VRAGEN BIJ MATERIAAL:
#1 Stemmen de volgende uitspraken overeen met de begripsbepalingen hieronder? Antwoord per uitspraak met ja of nee en citeer letterlijk de woorden uit de begripsbepalingen die de doorslag geven. (a) Een ander bouwwerk is een gebouw. (b) Het plan heeft identificatienummer NL.IMRO.0342.BPSOE0050-0301. (c) Onder een aan huis gebonden bedrijf vallen ook handelsactiviteiten via internetwinkels.
#2 Herhaal woord voor woord het deel van de begripsbepalingen dat begint bij "1.3 aanduiding" en eindigt bij "een vlak betreft.".

In deze regels wordt verstaan onder:

1.1 plan

Het bestemmingsplan "Houtsnip" met identificatienummer NL.IMRO.0342.BPSOE0050-0301 van de gemeente Soest.

1.2 bestemmingsplan

De geometrisch bepaalde planobjecten met de bijbehorende regels en de daarbij behorende bijlagen.

1.3 aanduiding

Een geometrisch bepaald vlak of figuur, waarmee gronden zijn aangeduid, waar ingevolge de regels regels worden gesteld ten aanzien van het gebruik en/of het bebouwen van deze gronden.

1.4 aanduidingsgrens

De grens van een aanduiding indien het een vlak betreft.

1.5 aan- en uitbouw

Een aan een hoofdgebouw aangebouwde ruimte, die een directe verbinding vormt met dat hoofdgebouw en dat als uitbreiding van de woning dient en door zijn situering en/of afmetingen ondergeschikt is aan dat op hetzelfde bouwperceel gelegen hoofdgebouw.

1.6 aan huis gebonden beroep

Een beroep of het beroepsmatig verlenen van diensten op administratief, juridisch, medisch, therapeutisch, kunstzinnig, ontwerptechnisch of hiermee gelijk te stellen gebied, dat door zijn beperkte omvang in een woning en/of de daarbij behorende bijgebouwen met behoud van de woonfunctie kan worden uitgeoefend of beroepsmatig verleend door de hoofdbewoner.

1.7 aan huis gebonden bedrijf

Het bedrijfsmatig verlenen van diensten of het uitoefenen van ambachtelijke bedrijvigheid door de hoofdbewoner, gericht op consumentenverzorging, geheel of overwegend door middel van handwerk, alsmede handelsactiviteiten via internetwinkels, waarvan de omvang zodanig is dat de activiteit in een woning en/of de daarbij behorende bijgebouwen, met behoud van de woonfunctie, kan worden uitgeoefend.

1.8 achtergevel

De van de weg afgekeerde gevel van een gebouw of, indien het een gebouw betreft met meer dan één van de weg afgekeerde gevel, de gevel die kennelijk als zodanig moet worden aangemerkt.

1.9 ander bouwwerk

Een bouwwerk, geen gebouw zijnde.

1.10 archeologische deskundige

De gemeentelijke archeoloog of een andere door Burgemeester en Wethouders van Soest aan te wijzen deskundige op het gebied van archeologie.

1.11 archeologisch onderzoek

Onderzoek verricht door de gemeente Soest of namens de gemeente Soest door een dienst, bedrijf of instelling, beschikkend over een opgravingsvergunning ex artikel 39 van de Monumentenwet 1988 en werkend volgens de kwaliteitsnorm voor de Nederlandse Archeologie.

Records uit een gegevensverzameling:
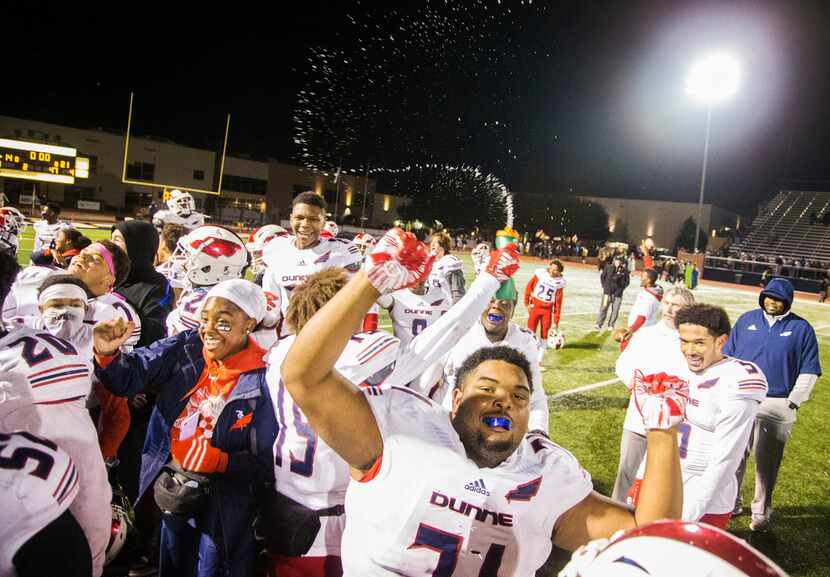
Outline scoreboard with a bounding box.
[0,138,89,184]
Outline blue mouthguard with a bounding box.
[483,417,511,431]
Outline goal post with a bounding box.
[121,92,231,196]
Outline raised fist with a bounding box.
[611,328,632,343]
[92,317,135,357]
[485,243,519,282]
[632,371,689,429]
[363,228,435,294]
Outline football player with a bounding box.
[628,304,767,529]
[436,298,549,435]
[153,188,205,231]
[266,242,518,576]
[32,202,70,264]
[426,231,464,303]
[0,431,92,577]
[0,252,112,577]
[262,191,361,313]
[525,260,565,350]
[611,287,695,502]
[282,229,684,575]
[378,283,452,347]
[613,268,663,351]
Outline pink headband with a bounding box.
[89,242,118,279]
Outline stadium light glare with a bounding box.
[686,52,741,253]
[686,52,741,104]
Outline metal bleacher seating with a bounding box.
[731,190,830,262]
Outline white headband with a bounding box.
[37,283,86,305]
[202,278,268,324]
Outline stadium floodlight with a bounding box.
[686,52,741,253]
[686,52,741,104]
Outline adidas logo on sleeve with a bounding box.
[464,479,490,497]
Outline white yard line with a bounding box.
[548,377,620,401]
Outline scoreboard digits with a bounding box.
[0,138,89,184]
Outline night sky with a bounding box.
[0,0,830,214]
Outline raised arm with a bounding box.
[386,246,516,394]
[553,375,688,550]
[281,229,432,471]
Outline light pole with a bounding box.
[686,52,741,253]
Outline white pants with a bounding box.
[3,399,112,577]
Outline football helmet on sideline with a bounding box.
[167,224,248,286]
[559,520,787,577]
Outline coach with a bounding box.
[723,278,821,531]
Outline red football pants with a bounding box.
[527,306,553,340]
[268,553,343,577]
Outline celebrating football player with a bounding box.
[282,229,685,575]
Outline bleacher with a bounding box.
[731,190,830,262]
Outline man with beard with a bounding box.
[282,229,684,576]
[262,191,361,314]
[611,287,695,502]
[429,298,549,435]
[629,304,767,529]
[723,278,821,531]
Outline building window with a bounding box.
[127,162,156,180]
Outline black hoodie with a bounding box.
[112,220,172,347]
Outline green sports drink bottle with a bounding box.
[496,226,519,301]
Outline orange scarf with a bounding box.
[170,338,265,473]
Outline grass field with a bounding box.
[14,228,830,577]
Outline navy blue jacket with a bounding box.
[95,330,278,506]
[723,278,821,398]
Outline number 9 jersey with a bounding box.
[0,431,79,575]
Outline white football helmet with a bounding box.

VERWACHTE RESULTATEN:
#1
(a) Nee: "Een bouwwerk, geen gebouw zijnde."
(b) Ja: "met identificatienummer NL.IMRO.0342.BPSOE0050-0301"
(c) Ja: "alsmede handelsactiviteiten via internetwinkels"

#2
1.3 aanduiding

Een geometrisch bepaald vlak of figuur, waarmee gronden zijn aangeduid, waar ingevolge de regels regels worden gesteld ten aanzien van het gebruik en/of het bebouwen van deze gronden.

1.4 aanduidingsgrens

De grens van een aanduiding indien het een vlak betreft.